DATASET CONTENT>
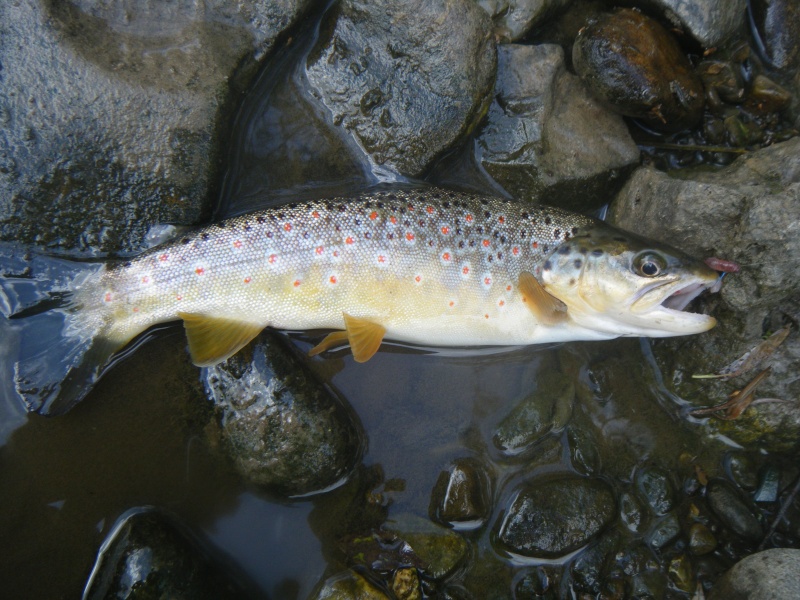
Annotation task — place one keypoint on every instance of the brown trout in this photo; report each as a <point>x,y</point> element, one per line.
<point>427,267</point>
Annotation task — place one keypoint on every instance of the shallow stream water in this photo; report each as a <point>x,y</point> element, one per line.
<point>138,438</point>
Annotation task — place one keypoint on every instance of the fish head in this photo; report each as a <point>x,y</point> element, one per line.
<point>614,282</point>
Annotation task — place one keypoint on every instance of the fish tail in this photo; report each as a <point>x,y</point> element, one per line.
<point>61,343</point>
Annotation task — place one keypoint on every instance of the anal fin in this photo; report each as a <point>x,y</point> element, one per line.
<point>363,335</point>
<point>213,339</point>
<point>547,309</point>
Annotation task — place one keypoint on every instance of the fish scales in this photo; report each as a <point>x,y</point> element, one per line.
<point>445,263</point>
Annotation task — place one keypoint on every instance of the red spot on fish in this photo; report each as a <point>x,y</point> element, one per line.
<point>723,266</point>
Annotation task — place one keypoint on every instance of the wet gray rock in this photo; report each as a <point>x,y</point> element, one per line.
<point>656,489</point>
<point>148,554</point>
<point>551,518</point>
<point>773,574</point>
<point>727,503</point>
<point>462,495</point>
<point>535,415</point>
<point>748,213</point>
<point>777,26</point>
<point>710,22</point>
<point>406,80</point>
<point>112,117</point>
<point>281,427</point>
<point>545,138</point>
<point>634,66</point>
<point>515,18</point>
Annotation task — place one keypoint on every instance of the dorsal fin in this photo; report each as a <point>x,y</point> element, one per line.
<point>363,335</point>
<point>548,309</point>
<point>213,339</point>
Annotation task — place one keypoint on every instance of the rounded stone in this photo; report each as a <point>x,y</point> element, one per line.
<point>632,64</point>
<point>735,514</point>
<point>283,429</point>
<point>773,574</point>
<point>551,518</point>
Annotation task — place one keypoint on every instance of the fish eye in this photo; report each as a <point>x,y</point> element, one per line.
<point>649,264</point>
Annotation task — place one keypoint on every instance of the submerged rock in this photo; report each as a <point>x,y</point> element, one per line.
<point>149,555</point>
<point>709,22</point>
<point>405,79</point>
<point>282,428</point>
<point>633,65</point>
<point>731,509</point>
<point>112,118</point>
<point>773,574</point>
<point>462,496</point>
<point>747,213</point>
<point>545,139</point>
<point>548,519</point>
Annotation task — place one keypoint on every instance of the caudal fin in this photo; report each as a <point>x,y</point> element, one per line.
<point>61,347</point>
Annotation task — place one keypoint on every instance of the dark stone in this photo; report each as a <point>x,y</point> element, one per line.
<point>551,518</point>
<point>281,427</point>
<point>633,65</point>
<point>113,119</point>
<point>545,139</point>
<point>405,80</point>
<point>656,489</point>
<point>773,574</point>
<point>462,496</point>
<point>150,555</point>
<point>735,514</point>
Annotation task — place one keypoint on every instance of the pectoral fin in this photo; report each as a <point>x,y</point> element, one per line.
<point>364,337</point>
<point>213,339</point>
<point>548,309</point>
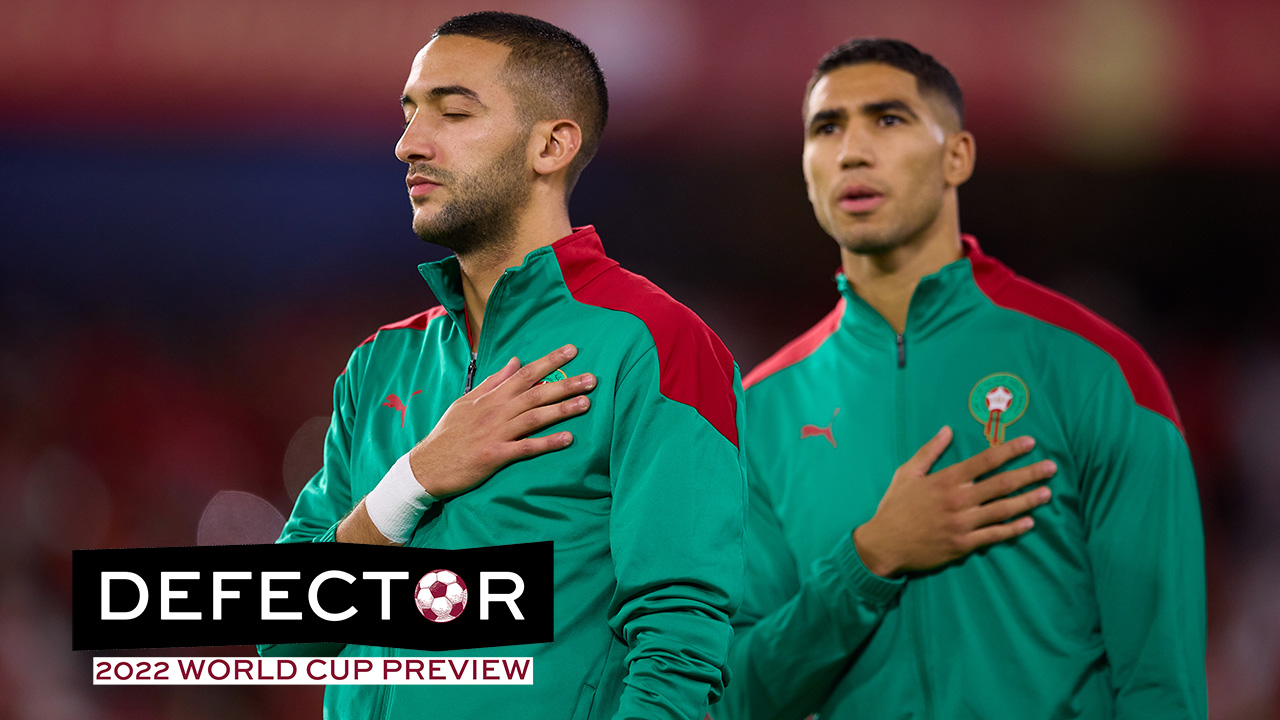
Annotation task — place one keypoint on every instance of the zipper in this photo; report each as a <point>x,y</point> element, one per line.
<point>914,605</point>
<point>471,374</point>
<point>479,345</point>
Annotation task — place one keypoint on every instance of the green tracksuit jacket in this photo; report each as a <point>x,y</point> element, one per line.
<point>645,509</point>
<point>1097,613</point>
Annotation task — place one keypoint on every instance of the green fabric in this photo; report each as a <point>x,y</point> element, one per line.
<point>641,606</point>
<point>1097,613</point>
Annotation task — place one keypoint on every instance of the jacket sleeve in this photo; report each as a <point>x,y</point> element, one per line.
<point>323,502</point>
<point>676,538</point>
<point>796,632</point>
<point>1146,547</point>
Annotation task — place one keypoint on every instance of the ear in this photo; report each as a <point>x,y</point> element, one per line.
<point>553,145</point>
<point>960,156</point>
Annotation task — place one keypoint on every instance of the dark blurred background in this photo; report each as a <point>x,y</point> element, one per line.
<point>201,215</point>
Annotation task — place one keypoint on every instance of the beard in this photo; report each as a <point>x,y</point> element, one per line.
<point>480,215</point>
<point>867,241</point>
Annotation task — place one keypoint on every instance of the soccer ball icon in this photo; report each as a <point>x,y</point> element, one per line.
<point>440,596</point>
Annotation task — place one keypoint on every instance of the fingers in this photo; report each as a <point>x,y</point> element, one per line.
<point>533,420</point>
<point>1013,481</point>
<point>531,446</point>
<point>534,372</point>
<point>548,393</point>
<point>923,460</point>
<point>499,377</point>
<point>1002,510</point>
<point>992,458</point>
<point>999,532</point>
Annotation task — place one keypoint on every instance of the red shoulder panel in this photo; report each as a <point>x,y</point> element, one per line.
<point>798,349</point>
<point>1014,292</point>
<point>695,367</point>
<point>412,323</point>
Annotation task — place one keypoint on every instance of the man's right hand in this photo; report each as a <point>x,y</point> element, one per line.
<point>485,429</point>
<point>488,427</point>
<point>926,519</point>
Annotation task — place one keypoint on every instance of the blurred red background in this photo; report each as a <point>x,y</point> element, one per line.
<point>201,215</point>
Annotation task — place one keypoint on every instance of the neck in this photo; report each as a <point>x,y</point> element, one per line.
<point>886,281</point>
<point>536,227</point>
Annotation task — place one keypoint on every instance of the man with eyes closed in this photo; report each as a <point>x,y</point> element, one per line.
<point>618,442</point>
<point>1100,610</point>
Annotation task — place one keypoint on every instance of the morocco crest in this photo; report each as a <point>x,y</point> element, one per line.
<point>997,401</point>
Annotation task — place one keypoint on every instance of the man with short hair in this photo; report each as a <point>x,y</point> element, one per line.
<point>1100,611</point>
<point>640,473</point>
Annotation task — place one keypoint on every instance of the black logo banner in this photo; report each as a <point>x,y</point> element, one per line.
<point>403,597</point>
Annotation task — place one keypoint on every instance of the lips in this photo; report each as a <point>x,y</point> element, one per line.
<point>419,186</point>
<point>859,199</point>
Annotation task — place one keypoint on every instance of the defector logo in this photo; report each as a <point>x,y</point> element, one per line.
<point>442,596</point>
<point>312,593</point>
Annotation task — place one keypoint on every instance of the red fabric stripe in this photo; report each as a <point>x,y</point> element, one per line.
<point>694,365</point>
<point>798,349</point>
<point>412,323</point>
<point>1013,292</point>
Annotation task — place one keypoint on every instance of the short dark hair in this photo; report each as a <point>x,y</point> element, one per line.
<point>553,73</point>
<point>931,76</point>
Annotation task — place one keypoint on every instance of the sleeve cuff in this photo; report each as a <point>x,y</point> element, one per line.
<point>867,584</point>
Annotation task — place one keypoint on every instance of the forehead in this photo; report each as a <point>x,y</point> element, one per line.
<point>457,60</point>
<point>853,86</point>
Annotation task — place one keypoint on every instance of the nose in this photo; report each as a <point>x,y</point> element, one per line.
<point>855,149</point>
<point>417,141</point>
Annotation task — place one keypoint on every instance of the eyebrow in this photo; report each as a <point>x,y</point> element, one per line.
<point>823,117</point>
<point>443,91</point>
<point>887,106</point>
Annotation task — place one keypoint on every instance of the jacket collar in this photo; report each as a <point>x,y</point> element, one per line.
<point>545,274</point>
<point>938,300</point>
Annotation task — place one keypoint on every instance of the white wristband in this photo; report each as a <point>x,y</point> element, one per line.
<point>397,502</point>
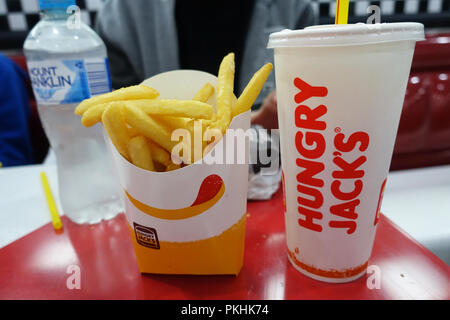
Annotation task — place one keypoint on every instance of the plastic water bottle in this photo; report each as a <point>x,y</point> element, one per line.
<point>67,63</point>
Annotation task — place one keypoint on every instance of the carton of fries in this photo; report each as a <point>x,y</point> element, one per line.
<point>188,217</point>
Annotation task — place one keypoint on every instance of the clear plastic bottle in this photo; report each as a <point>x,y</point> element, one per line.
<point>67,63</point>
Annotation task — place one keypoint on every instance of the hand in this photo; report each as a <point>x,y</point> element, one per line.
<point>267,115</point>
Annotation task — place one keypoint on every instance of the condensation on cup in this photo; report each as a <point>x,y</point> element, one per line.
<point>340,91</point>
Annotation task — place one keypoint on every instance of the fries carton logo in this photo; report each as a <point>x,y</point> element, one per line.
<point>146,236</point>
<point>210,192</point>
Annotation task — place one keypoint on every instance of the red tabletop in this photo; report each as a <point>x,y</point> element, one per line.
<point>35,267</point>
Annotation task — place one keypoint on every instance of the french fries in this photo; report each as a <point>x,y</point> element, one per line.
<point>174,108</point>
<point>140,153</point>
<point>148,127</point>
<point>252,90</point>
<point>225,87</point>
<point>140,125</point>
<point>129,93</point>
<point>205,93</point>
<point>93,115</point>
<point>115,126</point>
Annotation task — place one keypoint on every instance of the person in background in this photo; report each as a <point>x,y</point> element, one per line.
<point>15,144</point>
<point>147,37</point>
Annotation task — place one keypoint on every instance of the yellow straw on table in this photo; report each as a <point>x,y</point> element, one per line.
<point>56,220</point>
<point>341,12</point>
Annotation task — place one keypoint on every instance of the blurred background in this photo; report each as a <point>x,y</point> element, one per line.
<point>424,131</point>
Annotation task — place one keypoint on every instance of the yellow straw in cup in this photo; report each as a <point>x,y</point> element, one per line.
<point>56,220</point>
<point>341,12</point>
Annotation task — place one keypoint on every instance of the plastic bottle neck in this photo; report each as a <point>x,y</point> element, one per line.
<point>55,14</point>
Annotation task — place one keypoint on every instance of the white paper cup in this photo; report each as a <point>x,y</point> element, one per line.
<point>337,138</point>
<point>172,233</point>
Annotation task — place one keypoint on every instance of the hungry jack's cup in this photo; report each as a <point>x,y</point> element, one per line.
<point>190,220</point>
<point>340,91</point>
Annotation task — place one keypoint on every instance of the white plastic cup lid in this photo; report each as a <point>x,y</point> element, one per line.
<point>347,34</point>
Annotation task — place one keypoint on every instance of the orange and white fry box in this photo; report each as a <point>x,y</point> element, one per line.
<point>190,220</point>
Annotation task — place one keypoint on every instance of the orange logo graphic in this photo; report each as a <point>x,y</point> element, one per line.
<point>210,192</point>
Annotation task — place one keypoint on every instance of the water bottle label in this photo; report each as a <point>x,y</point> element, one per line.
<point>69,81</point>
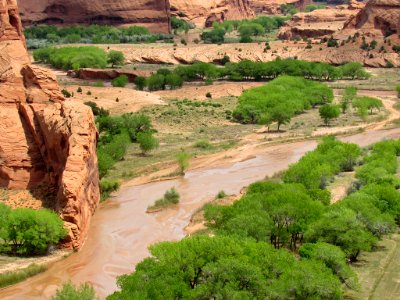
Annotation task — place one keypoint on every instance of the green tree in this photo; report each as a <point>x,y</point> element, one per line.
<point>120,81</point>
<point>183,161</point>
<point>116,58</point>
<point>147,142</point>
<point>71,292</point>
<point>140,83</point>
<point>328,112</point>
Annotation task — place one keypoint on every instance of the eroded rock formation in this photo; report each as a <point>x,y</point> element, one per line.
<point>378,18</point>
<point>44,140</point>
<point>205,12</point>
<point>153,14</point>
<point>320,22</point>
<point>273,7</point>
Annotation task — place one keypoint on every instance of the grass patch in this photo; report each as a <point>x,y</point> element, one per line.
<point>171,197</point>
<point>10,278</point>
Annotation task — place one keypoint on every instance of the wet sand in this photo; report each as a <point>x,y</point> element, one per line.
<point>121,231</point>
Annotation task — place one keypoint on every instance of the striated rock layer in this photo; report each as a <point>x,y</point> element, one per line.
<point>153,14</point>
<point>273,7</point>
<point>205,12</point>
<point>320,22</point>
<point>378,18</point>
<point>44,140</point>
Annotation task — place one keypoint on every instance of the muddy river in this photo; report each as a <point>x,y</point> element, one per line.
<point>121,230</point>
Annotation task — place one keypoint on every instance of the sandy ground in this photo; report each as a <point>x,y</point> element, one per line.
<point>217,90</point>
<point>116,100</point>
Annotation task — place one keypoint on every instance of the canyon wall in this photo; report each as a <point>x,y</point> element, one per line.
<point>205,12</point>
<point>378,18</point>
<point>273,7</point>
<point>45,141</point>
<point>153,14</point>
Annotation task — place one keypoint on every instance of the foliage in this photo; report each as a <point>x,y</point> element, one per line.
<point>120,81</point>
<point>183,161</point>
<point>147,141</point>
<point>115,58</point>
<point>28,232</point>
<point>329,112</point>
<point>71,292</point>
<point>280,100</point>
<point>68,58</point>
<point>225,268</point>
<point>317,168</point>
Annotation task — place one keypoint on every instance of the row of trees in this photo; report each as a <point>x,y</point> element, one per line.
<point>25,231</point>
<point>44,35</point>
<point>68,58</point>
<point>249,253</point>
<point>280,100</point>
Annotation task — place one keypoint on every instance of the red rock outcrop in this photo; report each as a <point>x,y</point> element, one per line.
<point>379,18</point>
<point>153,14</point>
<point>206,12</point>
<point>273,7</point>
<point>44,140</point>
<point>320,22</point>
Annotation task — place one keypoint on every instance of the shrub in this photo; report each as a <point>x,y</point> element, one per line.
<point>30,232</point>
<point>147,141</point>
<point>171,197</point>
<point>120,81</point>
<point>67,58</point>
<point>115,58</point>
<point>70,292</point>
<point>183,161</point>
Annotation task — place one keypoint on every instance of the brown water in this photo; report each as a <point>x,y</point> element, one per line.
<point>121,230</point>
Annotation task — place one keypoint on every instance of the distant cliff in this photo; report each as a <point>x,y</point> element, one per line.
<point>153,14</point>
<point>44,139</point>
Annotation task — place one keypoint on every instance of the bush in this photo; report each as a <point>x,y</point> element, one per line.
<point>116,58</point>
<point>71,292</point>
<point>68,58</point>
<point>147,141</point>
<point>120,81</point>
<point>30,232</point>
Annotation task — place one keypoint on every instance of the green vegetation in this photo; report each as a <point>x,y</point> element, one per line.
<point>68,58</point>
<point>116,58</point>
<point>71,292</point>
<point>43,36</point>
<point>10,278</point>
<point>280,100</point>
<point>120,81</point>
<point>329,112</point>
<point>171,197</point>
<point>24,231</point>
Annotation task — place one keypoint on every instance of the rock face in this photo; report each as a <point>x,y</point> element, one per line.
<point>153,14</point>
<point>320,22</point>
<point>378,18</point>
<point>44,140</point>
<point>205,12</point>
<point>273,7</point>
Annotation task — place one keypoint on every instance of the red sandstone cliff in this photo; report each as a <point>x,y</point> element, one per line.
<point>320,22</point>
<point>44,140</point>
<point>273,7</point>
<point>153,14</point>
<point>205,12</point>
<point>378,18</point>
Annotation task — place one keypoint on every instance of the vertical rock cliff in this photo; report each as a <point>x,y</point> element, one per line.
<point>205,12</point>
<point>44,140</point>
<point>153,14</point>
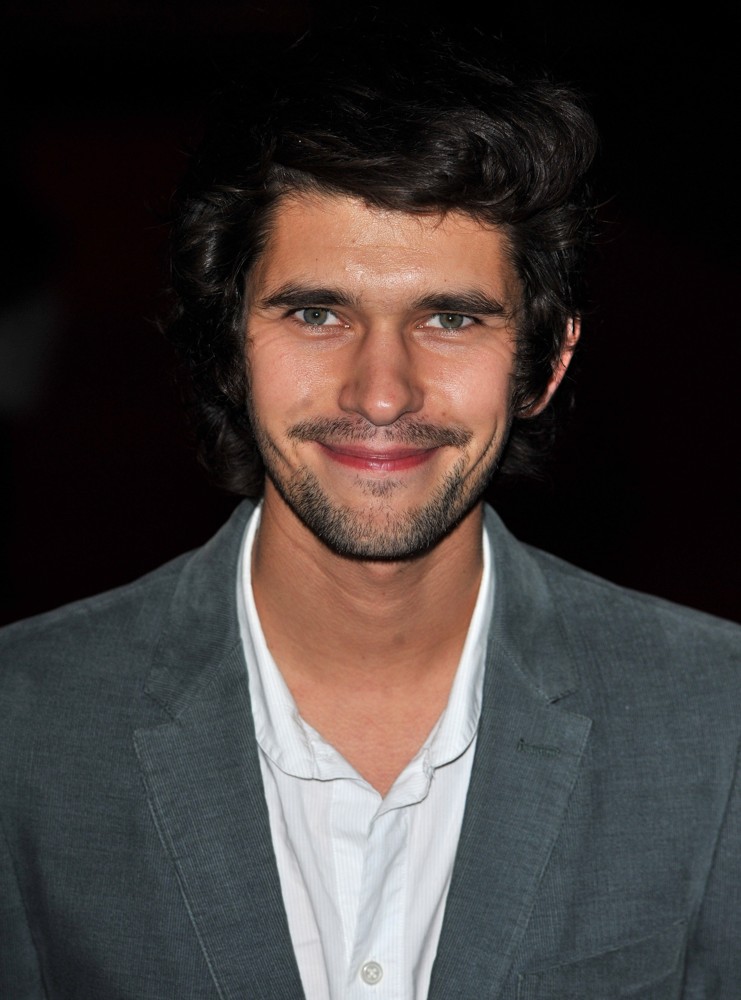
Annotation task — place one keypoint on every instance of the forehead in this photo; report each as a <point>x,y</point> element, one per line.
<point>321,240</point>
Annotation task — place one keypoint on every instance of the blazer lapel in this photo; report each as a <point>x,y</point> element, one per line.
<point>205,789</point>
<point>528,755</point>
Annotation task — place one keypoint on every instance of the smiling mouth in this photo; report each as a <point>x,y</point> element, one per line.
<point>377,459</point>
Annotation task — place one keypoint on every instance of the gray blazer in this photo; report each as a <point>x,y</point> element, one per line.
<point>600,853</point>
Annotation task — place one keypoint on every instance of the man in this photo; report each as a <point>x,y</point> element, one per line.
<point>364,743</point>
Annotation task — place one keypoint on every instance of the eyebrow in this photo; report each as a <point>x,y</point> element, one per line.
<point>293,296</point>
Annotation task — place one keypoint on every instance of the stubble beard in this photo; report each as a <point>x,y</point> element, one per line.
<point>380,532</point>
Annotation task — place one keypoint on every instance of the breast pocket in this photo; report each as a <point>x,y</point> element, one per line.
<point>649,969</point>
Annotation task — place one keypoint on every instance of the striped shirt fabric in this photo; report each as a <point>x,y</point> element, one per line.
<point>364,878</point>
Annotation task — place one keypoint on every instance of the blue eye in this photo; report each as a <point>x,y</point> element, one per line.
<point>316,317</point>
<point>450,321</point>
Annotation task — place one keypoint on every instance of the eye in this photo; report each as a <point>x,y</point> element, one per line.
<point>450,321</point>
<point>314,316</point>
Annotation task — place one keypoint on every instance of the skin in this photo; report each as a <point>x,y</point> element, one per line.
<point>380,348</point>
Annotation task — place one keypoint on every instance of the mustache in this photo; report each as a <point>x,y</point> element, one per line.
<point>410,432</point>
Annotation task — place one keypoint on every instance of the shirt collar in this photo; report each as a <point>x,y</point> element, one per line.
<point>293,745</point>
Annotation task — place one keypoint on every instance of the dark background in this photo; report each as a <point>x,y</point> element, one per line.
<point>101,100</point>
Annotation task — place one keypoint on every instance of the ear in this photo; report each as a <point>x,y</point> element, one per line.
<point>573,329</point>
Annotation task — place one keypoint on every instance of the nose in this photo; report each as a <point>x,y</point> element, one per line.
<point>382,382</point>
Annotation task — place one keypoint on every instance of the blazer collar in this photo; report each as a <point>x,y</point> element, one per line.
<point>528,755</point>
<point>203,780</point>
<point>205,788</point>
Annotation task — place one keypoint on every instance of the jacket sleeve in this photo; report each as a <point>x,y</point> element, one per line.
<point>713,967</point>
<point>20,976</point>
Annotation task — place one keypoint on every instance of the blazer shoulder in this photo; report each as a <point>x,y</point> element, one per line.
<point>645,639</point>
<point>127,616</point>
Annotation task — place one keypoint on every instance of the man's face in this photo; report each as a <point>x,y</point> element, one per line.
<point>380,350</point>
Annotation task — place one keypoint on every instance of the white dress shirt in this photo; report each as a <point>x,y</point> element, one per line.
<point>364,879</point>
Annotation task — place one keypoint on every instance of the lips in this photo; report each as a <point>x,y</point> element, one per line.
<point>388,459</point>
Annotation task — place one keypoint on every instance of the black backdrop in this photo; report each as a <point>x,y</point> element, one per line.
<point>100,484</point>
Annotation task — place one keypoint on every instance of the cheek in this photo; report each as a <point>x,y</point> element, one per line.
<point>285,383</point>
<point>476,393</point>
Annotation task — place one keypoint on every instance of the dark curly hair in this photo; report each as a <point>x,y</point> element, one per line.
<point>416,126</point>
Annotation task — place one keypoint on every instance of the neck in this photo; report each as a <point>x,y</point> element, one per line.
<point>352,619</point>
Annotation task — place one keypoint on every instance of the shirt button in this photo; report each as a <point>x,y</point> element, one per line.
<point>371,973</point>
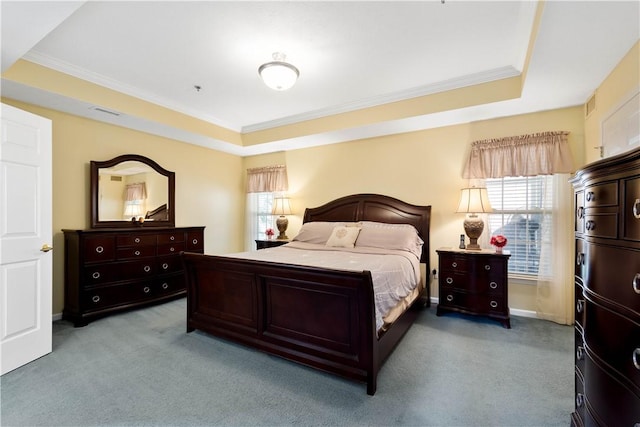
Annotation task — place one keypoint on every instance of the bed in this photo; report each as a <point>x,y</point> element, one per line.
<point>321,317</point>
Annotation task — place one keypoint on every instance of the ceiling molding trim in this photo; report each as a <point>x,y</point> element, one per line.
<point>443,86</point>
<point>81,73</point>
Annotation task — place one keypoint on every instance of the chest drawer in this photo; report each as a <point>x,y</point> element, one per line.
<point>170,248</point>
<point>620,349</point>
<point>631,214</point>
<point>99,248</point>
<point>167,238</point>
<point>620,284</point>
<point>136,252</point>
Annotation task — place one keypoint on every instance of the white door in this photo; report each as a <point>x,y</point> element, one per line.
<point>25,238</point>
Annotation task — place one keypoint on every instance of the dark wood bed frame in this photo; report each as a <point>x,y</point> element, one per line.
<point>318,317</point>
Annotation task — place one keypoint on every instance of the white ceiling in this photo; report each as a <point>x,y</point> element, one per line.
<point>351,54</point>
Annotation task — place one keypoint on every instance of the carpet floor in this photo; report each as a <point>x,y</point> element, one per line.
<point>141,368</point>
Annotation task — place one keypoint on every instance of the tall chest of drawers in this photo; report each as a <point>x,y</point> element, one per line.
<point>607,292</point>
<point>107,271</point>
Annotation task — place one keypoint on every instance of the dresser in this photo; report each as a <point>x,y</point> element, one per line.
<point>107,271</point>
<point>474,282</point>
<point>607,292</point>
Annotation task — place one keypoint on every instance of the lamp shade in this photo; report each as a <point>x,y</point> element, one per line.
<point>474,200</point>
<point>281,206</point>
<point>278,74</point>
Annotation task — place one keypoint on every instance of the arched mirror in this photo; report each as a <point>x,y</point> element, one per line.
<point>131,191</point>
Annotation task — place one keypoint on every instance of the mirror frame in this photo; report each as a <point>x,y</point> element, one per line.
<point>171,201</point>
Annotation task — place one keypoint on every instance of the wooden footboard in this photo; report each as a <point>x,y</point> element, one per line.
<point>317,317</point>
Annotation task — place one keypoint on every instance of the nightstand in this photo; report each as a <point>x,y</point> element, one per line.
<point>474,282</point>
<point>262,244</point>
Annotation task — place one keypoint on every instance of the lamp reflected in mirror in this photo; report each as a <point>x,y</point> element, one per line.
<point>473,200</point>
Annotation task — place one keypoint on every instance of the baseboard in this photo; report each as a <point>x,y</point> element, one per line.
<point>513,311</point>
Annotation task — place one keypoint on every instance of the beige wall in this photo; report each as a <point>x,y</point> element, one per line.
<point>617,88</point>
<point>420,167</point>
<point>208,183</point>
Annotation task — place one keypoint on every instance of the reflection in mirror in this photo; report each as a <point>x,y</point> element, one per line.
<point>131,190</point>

TASK TO CARRY OUT> Output an exact copy of the lines beginning at the one that holds "the lamp shade" and running through the final line of the records.

OUTPUT OF THE EXERCISE>
Annotation task — place one keypoint on every instance of the lamp shade in this photo; report each as a <point>x,y</point> element, one per line.
<point>474,200</point>
<point>281,206</point>
<point>278,74</point>
Annotation task — place one keypoint on every instance of the arched mirror in this photo; report each as a <point>x,y</point> element, one per line.
<point>131,191</point>
Annotation task — place one keypoint on every instance of the mirror frame in this photo; report each as a <point>x,y</point> element, one per line.
<point>171,201</point>
Annotation task — place one keypoint on every instance of the wooden footboard in this photo; report each as a <point>x,y</point> element, one per line.
<point>317,317</point>
Annotation task — place one keypoint on every instance of the nightstand in this photo; report each as a <point>x,y</point> element, one per line.
<point>474,282</point>
<point>262,244</point>
Annotation task — place one keypoint on every instance of the lamp reflected in mirror in this photo; report each as a <point>x,y</point> element, one per line.
<point>473,200</point>
Annotation task — place one keypoint on every instance of the baseboard in this photo; report each as a <point>x,y</point> element, one per line.
<point>513,311</point>
Annotation task — place one keypoint on every instance of the beige wall in this photo; report each as a <point>x,y</point> element, one per line.
<point>617,88</point>
<point>420,167</point>
<point>208,183</point>
Annotation task — place one keypoint on every instance of the reflection in mirror in this photo; report each as a <point>x,y</point> element, one per line.
<point>131,190</point>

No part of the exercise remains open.